(Saved entries)
[Start of section]
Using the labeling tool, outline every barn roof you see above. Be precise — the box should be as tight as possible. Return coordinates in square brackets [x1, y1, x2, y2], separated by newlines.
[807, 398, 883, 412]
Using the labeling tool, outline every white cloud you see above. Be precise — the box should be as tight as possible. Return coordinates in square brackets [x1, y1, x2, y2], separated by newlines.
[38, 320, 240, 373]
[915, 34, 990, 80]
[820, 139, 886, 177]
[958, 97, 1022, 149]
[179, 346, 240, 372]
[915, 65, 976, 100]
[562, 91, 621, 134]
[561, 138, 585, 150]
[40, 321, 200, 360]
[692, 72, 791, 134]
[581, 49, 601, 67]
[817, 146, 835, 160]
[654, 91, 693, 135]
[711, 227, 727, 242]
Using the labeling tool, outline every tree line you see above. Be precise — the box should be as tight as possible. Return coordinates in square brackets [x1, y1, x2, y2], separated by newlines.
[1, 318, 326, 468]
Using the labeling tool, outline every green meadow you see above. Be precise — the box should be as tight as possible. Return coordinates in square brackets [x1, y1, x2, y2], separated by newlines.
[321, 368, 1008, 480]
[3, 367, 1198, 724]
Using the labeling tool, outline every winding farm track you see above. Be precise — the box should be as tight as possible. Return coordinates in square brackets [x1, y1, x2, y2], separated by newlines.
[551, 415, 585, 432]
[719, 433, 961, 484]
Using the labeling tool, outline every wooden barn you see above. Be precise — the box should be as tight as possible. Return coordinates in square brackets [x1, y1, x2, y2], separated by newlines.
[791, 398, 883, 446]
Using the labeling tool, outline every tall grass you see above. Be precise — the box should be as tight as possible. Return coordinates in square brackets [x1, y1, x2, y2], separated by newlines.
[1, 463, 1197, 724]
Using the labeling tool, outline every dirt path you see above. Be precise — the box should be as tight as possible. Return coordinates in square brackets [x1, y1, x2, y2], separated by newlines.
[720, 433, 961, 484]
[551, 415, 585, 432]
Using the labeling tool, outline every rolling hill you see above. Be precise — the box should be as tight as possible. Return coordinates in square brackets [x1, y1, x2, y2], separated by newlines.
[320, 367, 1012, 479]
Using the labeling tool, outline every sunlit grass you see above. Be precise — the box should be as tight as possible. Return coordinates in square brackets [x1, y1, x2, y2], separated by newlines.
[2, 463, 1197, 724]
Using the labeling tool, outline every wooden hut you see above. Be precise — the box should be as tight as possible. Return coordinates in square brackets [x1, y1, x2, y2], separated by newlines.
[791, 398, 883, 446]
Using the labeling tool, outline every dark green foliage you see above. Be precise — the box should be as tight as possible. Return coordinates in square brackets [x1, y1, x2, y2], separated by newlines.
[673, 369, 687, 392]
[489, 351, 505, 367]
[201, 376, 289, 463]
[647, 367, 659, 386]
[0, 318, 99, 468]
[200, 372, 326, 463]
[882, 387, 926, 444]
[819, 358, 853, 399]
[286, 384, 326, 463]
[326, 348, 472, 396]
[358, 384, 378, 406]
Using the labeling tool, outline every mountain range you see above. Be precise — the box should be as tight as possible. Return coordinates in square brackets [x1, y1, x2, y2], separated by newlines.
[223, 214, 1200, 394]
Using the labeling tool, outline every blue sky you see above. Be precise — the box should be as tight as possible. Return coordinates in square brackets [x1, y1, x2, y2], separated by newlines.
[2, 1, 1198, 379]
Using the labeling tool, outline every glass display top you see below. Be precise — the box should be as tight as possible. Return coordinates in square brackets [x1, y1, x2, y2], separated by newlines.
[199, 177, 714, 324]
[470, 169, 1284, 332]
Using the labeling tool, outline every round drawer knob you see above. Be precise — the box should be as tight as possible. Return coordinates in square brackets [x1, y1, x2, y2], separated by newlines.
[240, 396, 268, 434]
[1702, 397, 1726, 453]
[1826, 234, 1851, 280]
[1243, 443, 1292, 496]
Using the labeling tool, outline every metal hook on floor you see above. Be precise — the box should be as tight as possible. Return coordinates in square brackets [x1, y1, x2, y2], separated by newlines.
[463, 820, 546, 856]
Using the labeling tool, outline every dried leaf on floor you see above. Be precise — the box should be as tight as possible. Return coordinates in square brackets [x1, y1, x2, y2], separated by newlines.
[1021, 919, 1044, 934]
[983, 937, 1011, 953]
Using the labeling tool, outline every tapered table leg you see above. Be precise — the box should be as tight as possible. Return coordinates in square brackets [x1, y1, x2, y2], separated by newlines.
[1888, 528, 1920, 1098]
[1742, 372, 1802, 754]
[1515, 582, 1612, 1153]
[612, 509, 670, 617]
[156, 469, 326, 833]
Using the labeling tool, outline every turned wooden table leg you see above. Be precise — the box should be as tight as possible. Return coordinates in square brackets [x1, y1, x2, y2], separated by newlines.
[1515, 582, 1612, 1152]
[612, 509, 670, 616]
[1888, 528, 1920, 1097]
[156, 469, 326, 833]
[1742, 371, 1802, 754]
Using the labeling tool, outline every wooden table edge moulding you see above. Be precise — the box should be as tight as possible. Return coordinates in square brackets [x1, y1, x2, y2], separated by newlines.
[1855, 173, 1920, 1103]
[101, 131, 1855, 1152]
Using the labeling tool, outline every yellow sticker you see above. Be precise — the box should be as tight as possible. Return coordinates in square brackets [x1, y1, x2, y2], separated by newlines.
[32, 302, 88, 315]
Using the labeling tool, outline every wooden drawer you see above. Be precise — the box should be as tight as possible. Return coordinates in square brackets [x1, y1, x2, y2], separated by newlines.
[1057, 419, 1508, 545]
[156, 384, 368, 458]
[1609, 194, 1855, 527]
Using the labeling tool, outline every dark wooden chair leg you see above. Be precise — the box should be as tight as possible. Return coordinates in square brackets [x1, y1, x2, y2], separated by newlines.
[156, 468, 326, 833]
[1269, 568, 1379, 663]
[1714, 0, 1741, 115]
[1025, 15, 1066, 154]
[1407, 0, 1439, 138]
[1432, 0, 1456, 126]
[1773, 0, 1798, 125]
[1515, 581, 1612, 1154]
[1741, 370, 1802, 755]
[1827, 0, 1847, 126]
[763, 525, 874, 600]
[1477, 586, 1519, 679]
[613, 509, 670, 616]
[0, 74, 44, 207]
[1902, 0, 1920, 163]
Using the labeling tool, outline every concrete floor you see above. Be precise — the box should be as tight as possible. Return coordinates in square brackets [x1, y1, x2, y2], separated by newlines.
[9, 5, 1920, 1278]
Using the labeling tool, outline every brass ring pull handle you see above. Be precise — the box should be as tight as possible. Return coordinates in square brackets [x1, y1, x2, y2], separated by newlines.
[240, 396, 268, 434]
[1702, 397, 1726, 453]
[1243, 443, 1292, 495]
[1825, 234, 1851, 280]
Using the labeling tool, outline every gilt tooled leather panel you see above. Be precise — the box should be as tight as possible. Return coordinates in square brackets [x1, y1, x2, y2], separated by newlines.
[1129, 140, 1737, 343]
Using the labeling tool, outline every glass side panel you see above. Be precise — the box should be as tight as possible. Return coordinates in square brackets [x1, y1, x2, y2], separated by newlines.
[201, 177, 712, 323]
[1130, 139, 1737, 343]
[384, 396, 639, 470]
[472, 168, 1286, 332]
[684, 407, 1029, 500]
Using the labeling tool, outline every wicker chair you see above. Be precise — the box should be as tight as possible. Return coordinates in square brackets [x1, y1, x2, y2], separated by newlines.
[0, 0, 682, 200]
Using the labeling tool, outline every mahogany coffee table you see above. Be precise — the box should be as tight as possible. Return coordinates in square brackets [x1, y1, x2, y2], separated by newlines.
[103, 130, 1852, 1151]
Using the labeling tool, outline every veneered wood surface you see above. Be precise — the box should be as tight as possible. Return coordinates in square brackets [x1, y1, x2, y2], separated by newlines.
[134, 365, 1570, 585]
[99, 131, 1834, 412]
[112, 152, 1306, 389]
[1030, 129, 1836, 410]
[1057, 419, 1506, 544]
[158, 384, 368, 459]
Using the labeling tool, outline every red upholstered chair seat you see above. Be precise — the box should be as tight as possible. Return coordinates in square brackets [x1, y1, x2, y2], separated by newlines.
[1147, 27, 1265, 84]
[End of section]
● **Your objective**
The answer must be the line containing "Using the labeling tool, outline every red" and every line after it to the end of the records, repeated exactly.

● **Exercise answer**
Using the labeling tool, outline every red upholstered chair seat you see above. Be precise — the box should be as tight as possible. Return coordinates in square brackets [x1, y1, x2, y2], separated by newlines.
[1147, 27, 1265, 84]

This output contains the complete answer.